TASK INSTRUCTIONS:
Using the material below, write out every entry exactly.

DATA SECTION Start Marker

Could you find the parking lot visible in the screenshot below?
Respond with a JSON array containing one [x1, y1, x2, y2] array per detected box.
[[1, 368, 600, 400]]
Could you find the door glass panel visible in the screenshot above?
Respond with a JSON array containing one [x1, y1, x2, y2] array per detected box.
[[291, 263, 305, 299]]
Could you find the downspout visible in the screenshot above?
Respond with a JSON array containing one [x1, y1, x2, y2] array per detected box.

DATA SECTION End Marker

YOUR SOLUTION:
Could you find the parking lot visible in the screenshot below?
Respond with a JSON array containing one [x1, y1, x2, y2] array per detected box.
[[1, 368, 600, 400]]
Could you find the door glass panel visible in the screenshot above?
Respond with a JSON array containing one [x1, y1, x2, y2] array per detected box.
[[291, 263, 305, 299]]
Could you find the downspout visible in the screenshot above?
Respond with a JSON array containing one [x1, y1, x2, y2] array per detected box.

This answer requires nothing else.